### Items from a dataset:
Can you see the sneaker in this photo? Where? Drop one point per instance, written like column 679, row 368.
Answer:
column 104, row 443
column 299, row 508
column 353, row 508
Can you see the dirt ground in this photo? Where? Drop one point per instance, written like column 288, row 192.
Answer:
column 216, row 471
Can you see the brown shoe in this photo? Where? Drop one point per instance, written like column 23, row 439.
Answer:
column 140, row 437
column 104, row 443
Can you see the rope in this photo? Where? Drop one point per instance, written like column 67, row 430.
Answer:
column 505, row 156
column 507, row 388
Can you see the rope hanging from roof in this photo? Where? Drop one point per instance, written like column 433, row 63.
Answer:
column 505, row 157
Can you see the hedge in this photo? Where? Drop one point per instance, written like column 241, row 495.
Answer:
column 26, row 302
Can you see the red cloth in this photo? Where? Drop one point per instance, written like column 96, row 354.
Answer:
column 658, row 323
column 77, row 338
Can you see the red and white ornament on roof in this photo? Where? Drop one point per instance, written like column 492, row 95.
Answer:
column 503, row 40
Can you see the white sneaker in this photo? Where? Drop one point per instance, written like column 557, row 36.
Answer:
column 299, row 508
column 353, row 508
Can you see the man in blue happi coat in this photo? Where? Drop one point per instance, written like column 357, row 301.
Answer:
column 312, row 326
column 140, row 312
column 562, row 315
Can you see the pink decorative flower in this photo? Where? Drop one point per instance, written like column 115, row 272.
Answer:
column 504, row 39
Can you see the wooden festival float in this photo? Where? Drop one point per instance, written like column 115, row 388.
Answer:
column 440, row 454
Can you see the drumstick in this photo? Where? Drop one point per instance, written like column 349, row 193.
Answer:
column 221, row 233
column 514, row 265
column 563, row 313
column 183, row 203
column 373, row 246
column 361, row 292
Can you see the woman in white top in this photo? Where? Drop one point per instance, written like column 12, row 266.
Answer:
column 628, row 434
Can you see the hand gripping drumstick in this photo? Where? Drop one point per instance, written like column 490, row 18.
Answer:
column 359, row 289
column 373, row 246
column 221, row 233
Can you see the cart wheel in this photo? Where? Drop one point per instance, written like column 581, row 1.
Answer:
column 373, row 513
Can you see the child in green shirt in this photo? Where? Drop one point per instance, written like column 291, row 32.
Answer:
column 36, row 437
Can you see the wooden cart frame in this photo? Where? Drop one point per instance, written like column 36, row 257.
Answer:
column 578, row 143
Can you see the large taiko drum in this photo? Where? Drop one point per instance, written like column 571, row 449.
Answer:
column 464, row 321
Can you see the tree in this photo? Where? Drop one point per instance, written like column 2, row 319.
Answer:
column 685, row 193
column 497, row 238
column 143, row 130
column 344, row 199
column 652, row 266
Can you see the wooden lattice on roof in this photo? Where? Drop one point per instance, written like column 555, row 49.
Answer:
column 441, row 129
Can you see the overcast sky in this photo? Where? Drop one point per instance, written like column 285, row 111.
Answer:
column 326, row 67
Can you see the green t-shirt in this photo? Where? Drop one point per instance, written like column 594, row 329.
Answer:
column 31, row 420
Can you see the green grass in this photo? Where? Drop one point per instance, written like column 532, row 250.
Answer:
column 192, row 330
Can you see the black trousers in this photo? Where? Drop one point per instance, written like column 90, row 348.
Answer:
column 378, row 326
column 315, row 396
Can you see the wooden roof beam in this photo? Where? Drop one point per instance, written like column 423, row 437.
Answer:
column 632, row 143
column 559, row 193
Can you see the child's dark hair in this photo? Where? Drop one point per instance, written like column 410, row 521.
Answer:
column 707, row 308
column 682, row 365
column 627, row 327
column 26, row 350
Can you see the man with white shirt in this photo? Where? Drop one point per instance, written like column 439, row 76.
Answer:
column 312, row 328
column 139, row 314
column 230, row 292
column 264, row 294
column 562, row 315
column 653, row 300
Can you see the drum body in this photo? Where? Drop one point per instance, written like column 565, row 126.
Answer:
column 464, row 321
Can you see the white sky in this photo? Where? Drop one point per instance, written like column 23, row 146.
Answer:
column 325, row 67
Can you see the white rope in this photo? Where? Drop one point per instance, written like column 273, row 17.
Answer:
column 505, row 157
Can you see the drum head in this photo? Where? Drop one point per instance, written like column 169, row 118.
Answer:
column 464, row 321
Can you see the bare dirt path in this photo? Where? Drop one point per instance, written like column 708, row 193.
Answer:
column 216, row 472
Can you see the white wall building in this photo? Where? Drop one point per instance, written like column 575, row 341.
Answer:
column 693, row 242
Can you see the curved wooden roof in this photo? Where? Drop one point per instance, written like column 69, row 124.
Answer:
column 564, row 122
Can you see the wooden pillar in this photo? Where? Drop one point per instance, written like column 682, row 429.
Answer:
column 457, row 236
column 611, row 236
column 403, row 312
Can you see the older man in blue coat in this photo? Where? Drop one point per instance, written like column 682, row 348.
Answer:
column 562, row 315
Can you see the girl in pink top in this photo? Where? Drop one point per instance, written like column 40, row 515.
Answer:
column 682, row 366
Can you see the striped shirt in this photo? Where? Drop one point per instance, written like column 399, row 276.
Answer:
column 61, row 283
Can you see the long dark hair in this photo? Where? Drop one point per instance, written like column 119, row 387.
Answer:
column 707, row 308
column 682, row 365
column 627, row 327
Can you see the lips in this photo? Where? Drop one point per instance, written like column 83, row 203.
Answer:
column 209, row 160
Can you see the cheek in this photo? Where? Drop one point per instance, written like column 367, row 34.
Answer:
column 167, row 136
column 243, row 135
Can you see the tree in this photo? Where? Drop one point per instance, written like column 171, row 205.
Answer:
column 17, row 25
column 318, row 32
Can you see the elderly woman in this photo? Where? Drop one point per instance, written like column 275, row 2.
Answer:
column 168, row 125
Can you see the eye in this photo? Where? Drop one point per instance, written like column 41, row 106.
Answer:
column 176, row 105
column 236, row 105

### Task requirements:
Please copy every line from the entries that includes the word "woman".

### Solved problem:
Can you see the woman in white top in this photo? Where? Drop one point per instance, written like column 12, row 266.
Can you see the elderly woman in this photo? Where? Drop one point per instance, written like column 275, row 2.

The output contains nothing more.